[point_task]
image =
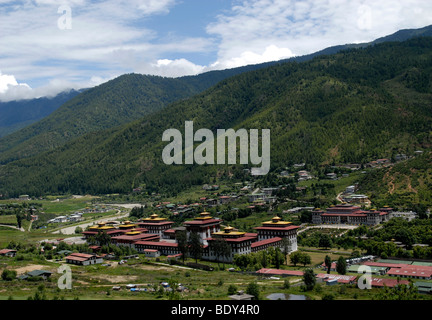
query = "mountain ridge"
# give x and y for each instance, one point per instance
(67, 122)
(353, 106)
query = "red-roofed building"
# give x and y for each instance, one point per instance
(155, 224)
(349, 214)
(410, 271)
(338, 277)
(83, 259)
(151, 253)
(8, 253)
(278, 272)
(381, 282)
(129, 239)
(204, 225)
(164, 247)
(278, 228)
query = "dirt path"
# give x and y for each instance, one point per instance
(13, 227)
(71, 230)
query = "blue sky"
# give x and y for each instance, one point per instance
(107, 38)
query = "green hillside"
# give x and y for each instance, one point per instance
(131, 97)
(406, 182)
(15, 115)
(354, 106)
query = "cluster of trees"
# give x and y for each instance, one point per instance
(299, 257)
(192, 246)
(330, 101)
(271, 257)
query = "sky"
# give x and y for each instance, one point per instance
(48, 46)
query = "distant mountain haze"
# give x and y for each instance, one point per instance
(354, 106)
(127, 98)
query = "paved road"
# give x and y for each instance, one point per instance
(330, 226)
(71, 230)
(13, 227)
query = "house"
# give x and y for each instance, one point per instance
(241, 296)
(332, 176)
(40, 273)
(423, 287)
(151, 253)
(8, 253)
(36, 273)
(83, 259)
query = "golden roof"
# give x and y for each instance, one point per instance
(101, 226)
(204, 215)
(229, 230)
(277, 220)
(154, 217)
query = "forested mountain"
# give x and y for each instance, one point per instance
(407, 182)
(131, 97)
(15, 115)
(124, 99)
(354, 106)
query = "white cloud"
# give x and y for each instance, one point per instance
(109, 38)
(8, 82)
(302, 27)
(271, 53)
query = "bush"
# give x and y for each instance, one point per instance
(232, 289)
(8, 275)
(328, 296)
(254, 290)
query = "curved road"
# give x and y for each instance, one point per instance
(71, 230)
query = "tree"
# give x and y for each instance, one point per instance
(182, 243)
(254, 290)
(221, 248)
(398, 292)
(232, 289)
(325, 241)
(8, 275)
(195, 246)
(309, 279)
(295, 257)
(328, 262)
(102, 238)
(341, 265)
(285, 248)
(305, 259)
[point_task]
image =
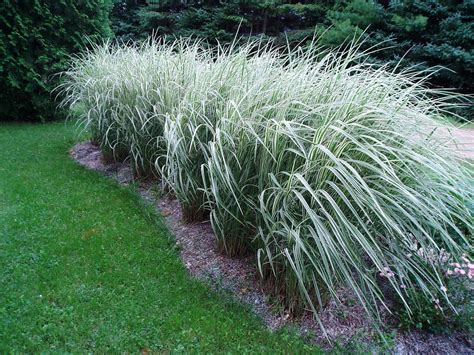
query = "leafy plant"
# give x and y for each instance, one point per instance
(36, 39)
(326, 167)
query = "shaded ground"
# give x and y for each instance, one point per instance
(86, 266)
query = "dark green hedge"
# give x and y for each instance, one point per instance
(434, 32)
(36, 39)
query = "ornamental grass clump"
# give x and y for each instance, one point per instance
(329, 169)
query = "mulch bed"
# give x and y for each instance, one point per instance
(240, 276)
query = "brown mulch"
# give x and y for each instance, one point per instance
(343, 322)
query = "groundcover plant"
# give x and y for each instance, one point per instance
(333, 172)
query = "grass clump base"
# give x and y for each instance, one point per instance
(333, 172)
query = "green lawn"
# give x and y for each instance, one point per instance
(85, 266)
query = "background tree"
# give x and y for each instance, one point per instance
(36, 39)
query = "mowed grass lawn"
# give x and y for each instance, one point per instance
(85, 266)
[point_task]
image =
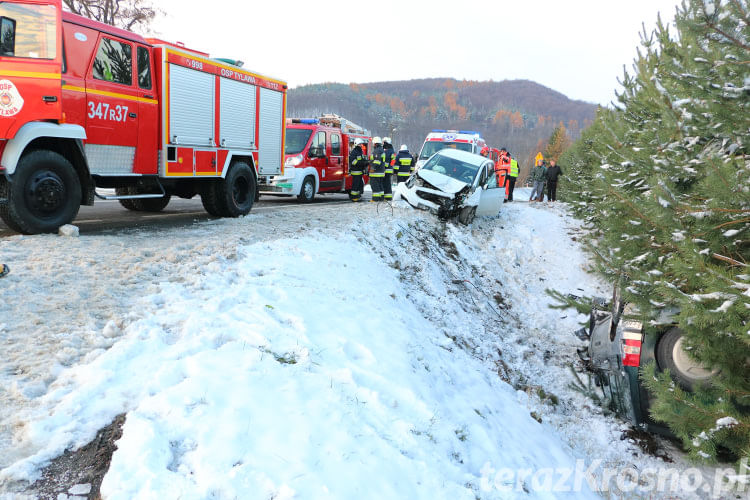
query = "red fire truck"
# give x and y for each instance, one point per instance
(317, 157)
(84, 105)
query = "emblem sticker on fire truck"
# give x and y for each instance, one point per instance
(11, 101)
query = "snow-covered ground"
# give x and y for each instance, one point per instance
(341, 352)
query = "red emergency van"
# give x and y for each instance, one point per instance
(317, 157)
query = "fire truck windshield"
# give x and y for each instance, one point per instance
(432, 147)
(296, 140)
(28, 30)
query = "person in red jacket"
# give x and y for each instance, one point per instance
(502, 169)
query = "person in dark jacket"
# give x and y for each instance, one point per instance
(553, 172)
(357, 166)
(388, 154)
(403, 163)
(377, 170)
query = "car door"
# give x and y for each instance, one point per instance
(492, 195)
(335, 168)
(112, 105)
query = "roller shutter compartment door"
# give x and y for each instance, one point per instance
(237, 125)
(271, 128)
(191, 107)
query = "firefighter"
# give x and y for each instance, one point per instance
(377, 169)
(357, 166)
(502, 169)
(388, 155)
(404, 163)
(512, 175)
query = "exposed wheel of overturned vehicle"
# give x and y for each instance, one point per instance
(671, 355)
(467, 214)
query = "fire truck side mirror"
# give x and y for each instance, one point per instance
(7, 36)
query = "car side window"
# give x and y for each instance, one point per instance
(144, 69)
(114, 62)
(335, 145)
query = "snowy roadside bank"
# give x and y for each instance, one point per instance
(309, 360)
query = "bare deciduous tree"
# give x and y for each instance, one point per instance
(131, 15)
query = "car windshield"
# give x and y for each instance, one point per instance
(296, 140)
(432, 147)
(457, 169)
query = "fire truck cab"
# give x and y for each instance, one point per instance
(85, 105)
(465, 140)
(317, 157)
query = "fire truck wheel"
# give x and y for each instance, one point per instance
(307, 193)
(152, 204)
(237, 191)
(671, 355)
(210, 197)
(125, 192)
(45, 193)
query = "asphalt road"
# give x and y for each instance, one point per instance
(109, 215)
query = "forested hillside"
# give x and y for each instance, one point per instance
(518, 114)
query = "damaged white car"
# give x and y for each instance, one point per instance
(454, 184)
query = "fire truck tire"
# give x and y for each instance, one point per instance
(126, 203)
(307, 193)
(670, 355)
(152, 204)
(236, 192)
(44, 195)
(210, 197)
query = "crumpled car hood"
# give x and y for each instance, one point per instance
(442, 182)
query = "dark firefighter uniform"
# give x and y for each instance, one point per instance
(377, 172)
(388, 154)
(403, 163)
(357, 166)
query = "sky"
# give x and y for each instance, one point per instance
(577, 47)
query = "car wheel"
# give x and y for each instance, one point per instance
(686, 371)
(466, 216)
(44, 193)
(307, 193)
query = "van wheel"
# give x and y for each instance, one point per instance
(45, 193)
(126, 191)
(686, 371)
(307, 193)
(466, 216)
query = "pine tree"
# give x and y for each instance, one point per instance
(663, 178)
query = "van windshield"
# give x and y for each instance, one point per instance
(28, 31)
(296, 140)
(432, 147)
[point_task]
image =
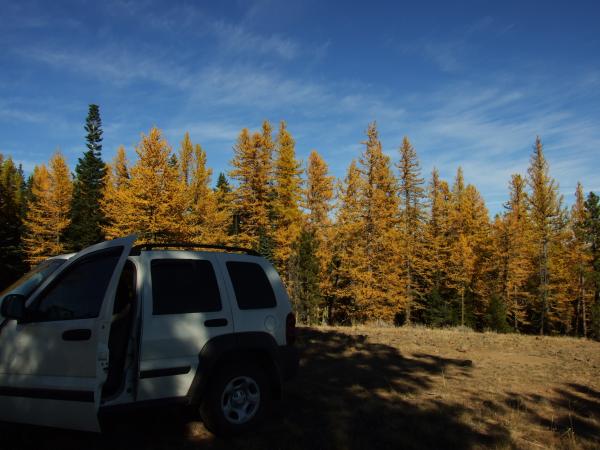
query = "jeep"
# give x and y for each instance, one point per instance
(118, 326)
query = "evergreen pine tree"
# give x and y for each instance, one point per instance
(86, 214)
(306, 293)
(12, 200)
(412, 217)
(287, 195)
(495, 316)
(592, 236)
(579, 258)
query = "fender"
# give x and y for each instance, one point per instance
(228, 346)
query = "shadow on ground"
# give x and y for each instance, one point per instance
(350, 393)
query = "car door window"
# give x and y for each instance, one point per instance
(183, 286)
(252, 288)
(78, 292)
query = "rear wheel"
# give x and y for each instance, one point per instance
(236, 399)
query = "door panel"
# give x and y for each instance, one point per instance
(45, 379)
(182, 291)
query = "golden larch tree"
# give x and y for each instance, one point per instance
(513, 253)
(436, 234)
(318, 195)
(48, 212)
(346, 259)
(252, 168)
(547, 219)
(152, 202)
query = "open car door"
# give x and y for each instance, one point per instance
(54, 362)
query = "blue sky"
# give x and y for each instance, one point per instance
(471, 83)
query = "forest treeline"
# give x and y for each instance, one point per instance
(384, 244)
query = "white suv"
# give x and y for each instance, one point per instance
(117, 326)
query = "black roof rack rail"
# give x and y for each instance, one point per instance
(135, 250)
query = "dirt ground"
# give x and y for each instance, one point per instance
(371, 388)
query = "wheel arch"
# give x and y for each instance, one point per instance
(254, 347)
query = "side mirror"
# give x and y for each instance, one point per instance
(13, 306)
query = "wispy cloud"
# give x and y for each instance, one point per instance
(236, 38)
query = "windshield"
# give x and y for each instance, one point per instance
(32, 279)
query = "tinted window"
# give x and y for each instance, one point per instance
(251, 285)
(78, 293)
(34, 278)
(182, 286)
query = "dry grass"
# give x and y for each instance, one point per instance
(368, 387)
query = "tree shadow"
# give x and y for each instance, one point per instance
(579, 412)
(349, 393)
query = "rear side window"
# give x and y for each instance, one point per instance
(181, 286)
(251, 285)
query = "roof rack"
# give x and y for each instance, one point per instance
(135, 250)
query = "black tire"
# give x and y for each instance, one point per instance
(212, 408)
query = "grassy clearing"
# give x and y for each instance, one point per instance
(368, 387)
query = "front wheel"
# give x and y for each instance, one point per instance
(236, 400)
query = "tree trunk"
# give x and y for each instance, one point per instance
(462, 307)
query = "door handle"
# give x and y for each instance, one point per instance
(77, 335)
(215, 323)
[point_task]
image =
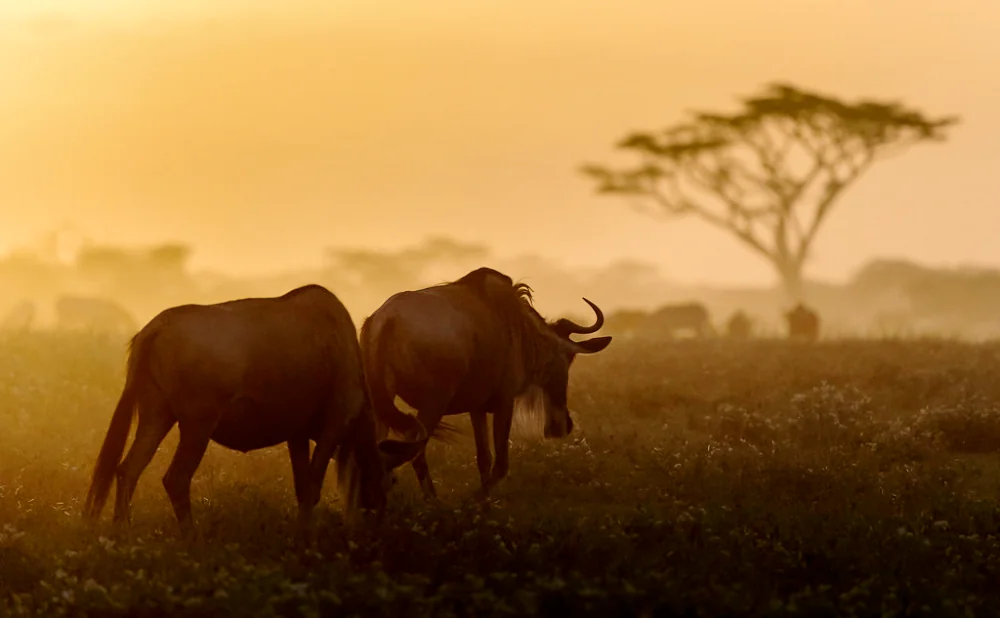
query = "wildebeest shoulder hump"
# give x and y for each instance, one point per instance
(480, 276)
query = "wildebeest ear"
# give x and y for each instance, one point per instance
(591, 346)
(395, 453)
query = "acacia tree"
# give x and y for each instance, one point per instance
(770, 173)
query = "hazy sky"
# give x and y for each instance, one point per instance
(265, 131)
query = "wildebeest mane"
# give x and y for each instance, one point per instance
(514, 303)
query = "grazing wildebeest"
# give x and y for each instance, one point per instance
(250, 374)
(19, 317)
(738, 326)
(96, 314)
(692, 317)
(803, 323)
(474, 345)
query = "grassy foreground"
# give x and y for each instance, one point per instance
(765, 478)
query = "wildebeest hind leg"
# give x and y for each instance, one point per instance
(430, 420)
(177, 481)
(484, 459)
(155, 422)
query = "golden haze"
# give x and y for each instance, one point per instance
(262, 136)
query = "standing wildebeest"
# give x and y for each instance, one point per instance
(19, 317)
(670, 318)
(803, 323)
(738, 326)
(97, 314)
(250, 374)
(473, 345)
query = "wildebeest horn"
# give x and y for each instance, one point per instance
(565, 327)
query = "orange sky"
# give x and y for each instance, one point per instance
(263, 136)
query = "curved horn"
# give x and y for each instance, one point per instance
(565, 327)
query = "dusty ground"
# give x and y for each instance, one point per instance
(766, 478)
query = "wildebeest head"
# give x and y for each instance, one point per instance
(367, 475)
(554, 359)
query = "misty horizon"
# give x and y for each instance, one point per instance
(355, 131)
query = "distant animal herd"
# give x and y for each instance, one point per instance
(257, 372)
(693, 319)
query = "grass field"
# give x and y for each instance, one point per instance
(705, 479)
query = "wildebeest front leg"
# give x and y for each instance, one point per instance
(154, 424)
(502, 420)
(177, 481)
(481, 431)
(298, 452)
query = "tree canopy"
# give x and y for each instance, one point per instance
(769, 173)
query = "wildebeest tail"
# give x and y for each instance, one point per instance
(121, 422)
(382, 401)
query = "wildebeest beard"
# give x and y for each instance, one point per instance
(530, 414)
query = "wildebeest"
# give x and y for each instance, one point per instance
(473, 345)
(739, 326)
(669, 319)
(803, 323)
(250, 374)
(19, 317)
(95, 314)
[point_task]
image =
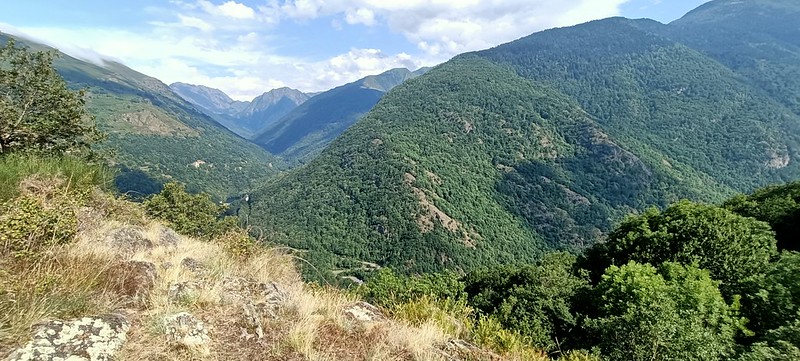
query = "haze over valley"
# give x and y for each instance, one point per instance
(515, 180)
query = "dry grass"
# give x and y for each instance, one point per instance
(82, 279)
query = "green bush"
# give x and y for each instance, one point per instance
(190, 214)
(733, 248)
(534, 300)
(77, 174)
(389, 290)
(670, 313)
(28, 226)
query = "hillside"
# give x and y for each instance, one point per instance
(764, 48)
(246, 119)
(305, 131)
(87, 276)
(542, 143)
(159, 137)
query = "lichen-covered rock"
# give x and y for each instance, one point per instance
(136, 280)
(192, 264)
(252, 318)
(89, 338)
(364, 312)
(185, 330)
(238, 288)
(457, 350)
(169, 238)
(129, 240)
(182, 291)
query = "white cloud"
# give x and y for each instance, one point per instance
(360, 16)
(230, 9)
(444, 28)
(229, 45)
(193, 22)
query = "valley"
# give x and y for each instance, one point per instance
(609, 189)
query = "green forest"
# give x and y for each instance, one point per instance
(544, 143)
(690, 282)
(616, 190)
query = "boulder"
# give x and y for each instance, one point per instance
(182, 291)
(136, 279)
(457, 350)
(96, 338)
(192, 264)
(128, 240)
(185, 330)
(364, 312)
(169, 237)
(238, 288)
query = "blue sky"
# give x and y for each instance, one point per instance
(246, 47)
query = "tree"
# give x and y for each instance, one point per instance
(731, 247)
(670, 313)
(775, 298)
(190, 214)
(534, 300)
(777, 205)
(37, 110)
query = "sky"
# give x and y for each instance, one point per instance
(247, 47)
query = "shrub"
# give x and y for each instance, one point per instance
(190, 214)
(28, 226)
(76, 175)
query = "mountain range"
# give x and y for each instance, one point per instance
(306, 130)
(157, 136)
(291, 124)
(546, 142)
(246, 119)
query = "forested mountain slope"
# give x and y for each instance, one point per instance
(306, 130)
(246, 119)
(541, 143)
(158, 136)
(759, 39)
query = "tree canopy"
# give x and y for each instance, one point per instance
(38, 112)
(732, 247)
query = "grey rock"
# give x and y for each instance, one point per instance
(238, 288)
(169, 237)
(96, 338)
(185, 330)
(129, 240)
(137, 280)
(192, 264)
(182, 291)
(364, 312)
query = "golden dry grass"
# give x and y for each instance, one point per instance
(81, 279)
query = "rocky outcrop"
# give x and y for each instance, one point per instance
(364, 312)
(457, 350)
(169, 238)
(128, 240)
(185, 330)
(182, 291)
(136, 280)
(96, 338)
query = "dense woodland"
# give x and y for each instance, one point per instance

• **WORK INSTRUCTIONS**: Which lines in the data above contain the word "dark"? Pick out each one and copy it in full.

• **OUTPUT OF THE TASK**:
query = "dark green hedge"
query = "person in dark jacket"
query = "dark firefighter uniform"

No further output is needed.